- _Extracted data entries_
Segment Open

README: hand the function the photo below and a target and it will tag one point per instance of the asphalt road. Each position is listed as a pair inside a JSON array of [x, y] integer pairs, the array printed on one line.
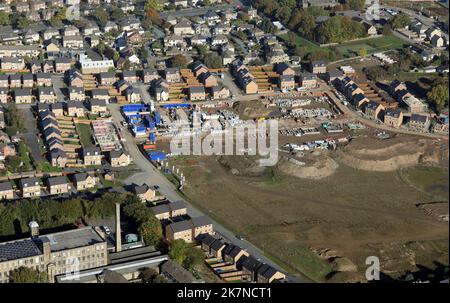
[[153, 176]]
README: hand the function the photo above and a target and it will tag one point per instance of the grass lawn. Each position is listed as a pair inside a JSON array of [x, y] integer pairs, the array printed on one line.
[[84, 131]]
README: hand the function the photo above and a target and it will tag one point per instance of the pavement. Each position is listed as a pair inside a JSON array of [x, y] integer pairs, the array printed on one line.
[[153, 176]]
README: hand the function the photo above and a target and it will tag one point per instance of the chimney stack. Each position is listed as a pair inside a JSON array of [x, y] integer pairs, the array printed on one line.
[[118, 229], [34, 228]]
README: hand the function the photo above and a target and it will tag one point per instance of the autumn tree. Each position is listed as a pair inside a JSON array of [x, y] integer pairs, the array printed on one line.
[[27, 275], [438, 96]]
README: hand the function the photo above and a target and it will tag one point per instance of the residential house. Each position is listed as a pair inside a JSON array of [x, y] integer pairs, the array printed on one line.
[[48, 66], [144, 192], [58, 185], [249, 86], [211, 245], [308, 80], [58, 109], [4, 80], [46, 95], [437, 41], [58, 158], [232, 253], [220, 92], [197, 93], [207, 79], [6, 191], [71, 30], [133, 94], [43, 79], [119, 158], [3, 94], [107, 78], [419, 122], [83, 181], [374, 110], [75, 109], [201, 225], [98, 106], [27, 80], [318, 67], [92, 156], [172, 74], [149, 74], [73, 42], [284, 69], [23, 95], [12, 63], [268, 274], [183, 28], [15, 81], [76, 93], [102, 94], [75, 78], [30, 187], [393, 117], [286, 82], [166, 211], [62, 64]]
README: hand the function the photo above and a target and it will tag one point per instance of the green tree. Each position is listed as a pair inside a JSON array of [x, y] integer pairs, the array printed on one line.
[[179, 61], [153, 4], [13, 163], [357, 5], [160, 279], [202, 50], [438, 96], [4, 18], [117, 14], [27, 275], [194, 258], [362, 52], [101, 16], [178, 251], [151, 231], [400, 20], [213, 60], [14, 119]]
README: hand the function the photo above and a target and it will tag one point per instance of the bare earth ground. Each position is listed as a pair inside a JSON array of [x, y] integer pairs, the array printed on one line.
[[304, 221]]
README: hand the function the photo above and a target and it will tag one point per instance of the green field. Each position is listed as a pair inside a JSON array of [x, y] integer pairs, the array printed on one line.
[[432, 180], [350, 49], [372, 45]]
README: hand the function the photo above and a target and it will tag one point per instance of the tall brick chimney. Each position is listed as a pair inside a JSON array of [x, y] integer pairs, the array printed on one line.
[[118, 229]]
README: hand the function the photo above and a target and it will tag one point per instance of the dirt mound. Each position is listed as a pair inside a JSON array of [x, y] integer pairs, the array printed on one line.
[[319, 168], [251, 109], [389, 158]]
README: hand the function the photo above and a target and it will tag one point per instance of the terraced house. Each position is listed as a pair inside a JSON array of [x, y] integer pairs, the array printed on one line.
[[6, 191], [30, 187], [92, 156], [58, 185], [51, 253], [83, 181]]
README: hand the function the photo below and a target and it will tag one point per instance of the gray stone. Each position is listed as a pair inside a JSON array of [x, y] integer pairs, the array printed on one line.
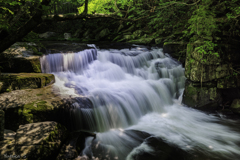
[[67, 36], [47, 35]]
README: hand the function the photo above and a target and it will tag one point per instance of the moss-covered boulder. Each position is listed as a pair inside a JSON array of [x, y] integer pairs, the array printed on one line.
[[202, 69], [38, 141], [138, 33], [16, 81], [2, 119], [142, 40], [176, 49], [30, 105], [23, 64], [235, 106], [7, 146], [206, 96]]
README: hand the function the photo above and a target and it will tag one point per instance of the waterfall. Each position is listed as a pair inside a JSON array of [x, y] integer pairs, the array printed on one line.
[[132, 91]]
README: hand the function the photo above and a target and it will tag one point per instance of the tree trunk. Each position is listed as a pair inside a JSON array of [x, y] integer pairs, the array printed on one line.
[[17, 35]]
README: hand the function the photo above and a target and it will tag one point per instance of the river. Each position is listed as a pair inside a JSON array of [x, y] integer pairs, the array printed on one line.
[[137, 90]]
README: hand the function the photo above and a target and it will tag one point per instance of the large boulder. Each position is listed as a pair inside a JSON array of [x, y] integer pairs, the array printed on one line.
[[16, 81], [137, 33], [23, 64], [30, 105], [105, 32], [21, 49], [2, 119], [175, 49], [209, 77], [38, 141], [206, 97], [143, 40]]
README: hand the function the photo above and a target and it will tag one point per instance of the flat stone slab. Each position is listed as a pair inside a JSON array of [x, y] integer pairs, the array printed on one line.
[[33, 141], [16, 81], [29, 105]]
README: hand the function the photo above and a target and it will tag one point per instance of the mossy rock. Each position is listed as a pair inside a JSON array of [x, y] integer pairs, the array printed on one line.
[[228, 82], [176, 50], [2, 119], [38, 141], [16, 81], [201, 97], [36, 111], [235, 106], [142, 41], [23, 64]]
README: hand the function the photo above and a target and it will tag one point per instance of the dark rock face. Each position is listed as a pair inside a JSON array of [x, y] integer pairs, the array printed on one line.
[[210, 80], [38, 141], [176, 50], [197, 96], [2, 119]]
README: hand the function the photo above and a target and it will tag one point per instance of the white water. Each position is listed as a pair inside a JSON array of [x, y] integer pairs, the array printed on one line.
[[129, 93]]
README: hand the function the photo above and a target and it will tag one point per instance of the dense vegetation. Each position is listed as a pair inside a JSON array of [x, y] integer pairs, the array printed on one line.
[[207, 21]]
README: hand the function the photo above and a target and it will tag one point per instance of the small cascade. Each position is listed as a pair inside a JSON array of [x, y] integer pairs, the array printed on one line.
[[135, 91]]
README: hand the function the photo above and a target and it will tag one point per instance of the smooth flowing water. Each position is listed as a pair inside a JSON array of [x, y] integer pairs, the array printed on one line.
[[134, 90]]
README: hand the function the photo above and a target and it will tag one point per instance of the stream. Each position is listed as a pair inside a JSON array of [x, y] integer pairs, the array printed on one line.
[[136, 95]]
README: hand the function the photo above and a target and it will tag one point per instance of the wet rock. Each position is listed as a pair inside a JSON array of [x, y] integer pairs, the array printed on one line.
[[2, 119], [63, 47], [21, 49], [16, 81], [23, 64], [7, 146], [68, 150], [235, 106], [105, 32], [175, 49], [127, 37], [137, 33], [142, 41], [207, 96], [159, 149], [87, 34], [67, 36], [30, 105], [47, 35], [38, 141]]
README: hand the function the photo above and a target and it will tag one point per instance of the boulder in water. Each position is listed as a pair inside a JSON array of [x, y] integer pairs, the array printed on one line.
[[155, 149], [105, 32], [30, 105], [34, 141], [47, 35], [16, 81]]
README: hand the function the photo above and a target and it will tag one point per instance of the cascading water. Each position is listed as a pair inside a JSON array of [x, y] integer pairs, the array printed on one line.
[[131, 91]]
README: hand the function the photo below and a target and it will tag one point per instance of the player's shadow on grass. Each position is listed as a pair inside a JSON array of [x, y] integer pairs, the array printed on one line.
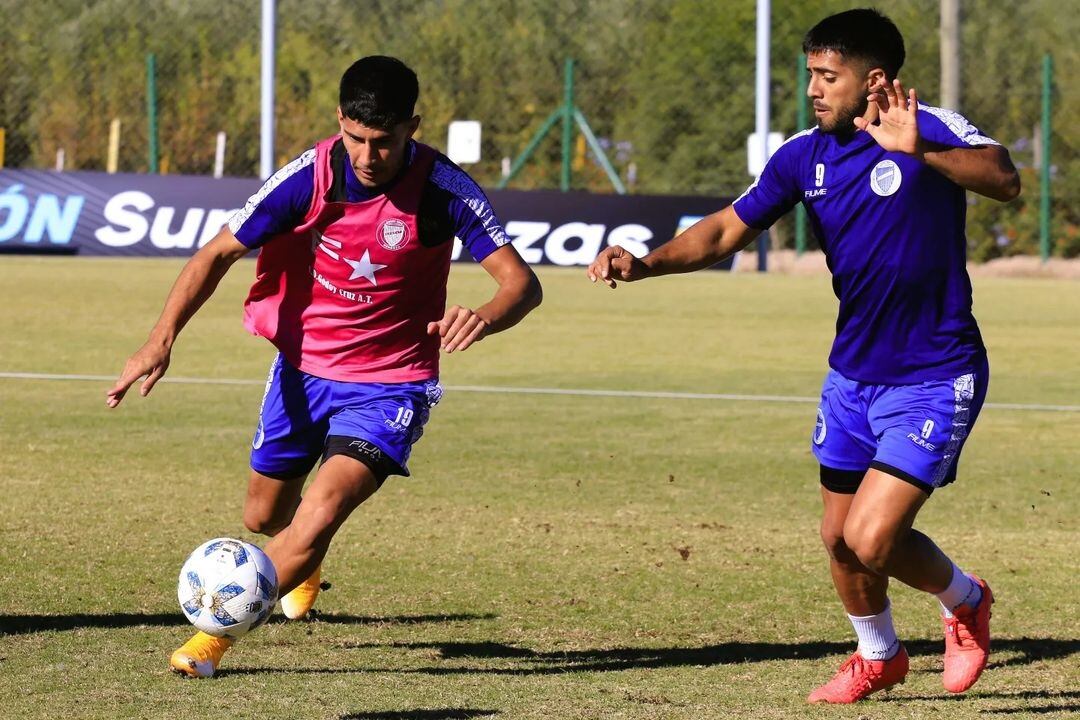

Segment Closed

- _Exercise_
Once the pictures are set aside, repeat each entry exactly as it stands.

- _Exercise output_
README: hand the function the photo below and a target and it will tag one point per instance of the asphalt road. Each position is listed as a pair inside a JSON array of [x, y] integer pairs, the array printed on one line.
[[153, 176]]
README: hand the function the photo above and a target and it will tag one point per instance of the grass lawn. Each position is listed as a pair inside a JSON array of [x, y] integer pairs, the array printed on one line.
[[84, 131]]
README: hand the function the photo above and a target and it will tag one point per instance of the pavement. Each position is listed as a pair inside a JSON array of [x, y] integer pairs, the array printed on one line.
[[153, 176]]
README: hand the function the photo above and a target and it will tag one point per instance of the chimney stack. Each position is listed as a pair inside a JSON array of [x, y] integer pairs, the array printed on one line.
[[118, 229], [34, 228]]
README: hand the function the photo above and a target and it will tag one point per instance of the autumn tree. Each position is listed as a pair inside a JSON array of [x, y] integer pairs, the array printed on one line.
[[27, 275], [438, 96]]
README: hand the function the photo above and a target and it will tag one point per instance of the residential house. Each position is listed as a pair inside a JSON array of [x, y] integer pairs, the array printed on one line.
[[48, 66], [144, 192], [58, 185], [249, 86], [211, 245], [308, 80], [58, 109], [4, 80], [46, 95], [437, 41], [58, 158], [232, 253], [220, 92], [197, 93], [207, 79], [6, 191], [71, 30], [133, 94], [43, 79], [119, 158], [3, 94], [107, 78], [419, 122], [83, 181], [374, 110], [75, 109], [201, 225], [98, 106], [27, 80], [318, 67], [92, 156], [172, 74], [149, 74], [73, 42], [284, 69], [23, 95], [12, 63], [268, 274], [183, 28], [15, 81], [76, 93], [102, 94], [75, 78], [30, 187], [393, 117], [286, 82], [166, 211], [62, 64]]
README: hand the function the photo above and a target and it will tag one point per instance of the green tree. Each position is listed as a pair inside a JSON array of [x, y] integer pairs, the array printed on one line.
[[179, 61], [153, 4], [13, 163], [357, 5], [160, 279], [202, 50], [438, 96], [4, 18], [117, 14], [27, 275], [194, 258], [362, 52], [101, 16], [178, 251], [151, 231], [400, 20], [213, 60], [14, 119]]
README: hand the function the photo above and a target and it will tag one point per instance of the bare earth ground. Each position is listed as a pair inside a JSON array of [x, y] integer pairs, the array printed on one line.
[[304, 221]]
README: hand the function the photo above and a target and it will tag one point per instance of the green field. Each position is listed as a pair inside a JSON array of [x, y] integer pairs, the array printed on one line.
[[432, 180], [350, 49], [372, 45]]
README: hand the function the photo above and a target and it will tag one point per instance of the tall brick chimney. Each position is listed as a pair inside a JSON array of [x, y] integer pairs, the array printed on one line.
[[118, 229]]
README: hand the function the photo above and a target and it will tag one point per instance of the dirt mound. Each position is listed as a pair inside a JSON array of [x, y] integer pairs, the array printed on one line.
[[319, 168], [251, 109], [389, 158]]
README: hand the function the photo above and a target and it will tag one point per instance of the terraced house. Each position is listed as a pair inside a JSON array of [x, y] integer pairs, the array printed on one line.
[[6, 191], [30, 187], [92, 156], [58, 185], [51, 253], [83, 181]]
README: hand the function the photo below and a target and it will tag one point per instance of the gray stone. Each position is listed as a pair inside a JSON array of [x, y] integer pairs, the array printed on one line.
[[67, 36], [47, 35]]
README: hand the function the photo above and a target and it will tag one point per instance of the moss-covered boulder. Each position is listed as a pair inside a JSON array of [x, y] integer pairs, the array printed on one line.
[[202, 69], [38, 141], [138, 33], [16, 81], [2, 119], [142, 40], [176, 49], [30, 105], [23, 64], [235, 106], [7, 146], [206, 96]]
README: hand the function the photo above and a target and it will tag one point per instance of the waterfall. Each position is listed as a pair inside a JSON array of [x, y] integer pairs, the array printed on one line.
[[132, 91]]
README: hand the function the photo above and a target and it will tag one point per instance of the tree trunk. Each position is listed as a pair inside a JSON array of [x, y] integer pairs, the array printed on one line.
[[17, 35]]
README: hand the function the photo above and a target and it will tag one point per instance of the river. Each position is listed as a pair inside a JSON array of [x, y] integer pairs, the array printed on one line.
[[137, 90]]
README: hand the function the photo above and a target and it will tag one point per instance of the large boulder. Each position is listed as a pair inside a JSON array of [x, y] integer pairs, the array printed on one line.
[[16, 81], [137, 33], [23, 64], [30, 105], [105, 32], [21, 49], [2, 119], [175, 49], [209, 77], [38, 141], [206, 97], [143, 40]]
README: hand the function the photo above and a target and it will tag one point per instance of the flat stone slab. Each position is listed as a pair inside a JSON array of [x, y] integer pairs, the array printed on one line.
[[33, 141], [16, 81], [29, 105]]
README: hand the function the photo above and a target and it will tag one point per instance of the mossy rock. Each position is listed as a pair inside a JSON array of [x, y] integer pairs, the array printed on one line.
[[228, 82], [176, 50], [2, 119], [38, 141], [16, 81], [201, 97], [36, 111], [235, 106], [142, 41], [23, 64]]
README: hand the function the photo above and a target and it will tag one point per instance of the dark rock face. Each position is listed as a pair inside a JSON array of [x, y] integer pairs, the array printed on one line.
[[210, 80], [38, 141], [176, 50], [197, 96], [2, 119]]
README: hand the function the photo above and a target and it will tag one point per instance of the white water. Each position is listed as a pair inside a JSON array of [x, y] integer pairs, the array printed on one line.
[[129, 93]]
README: hand the function the photo above and a target and it will tag one point per instance of the dense vegetation. Each position is listed as a pair inside a JSON array of [x, y] integer pairs, the array printed on one line.
[[207, 21]]
README: hand the function the photo above and a target and it will tag one point per instance of the small cascade. Each position is listed as a pair inside a JSON array of [x, y] integer pairs, the array printed on one line.
[[135, 91]]
README: hand the function the photo above and a target and it will tag one point per instance of the smooth flowing water. Each position is listed as a pair inside a JSON array of [x, y] integer pairs, the array printed on one line.
[[134, 90]]
README: hand the function the photo above and a target and it will tag one point per instance of the stream. Each position is listed as a pair inside a JSON array of [x, y] integer pairs, the array printed on one line.
[[136, 95]]
README: hand the function the photo above and a target and it will tag one point per instance of the wet rock. Each position is listed as a pair inside a JSON array of [x, y] integer pairs, the array printed on one line.
[[2, 119], [63, 47], [21, 49], [16, 81], [23, 64], [7, 146], [68, 150], [235, 106], [105, 32], [175, 49], [127, 37], [137, 33], [142, 41], [207, 96], [159, 149], [87, 34], [67, 36], [30, 105], [47, 35], [38, 141]]
README: hand the function the photo above and a target and it will tag one point per instance of the boulder in water. Each position is listed as a pair inside a JSON array of [x, y] integer pairs, the array printed on one line.
[[155, 149], [105, 32], [30, 105], [34, 141], [47, 35], [16, 81]]
README: hand the function the photo above and a target and it will tag one point per instance of the cascading water. Each position is listed as a pair inside a JSON array of [x, y] integer pairs, the array printed on one line.
[[131, 91]]
README: hand the function the photo below and a target and it will tag one point per instance of the player's shadow on grass. Each position is listed as a pair inside a JSON array of [x, y] integer pairs, the array printed on one line.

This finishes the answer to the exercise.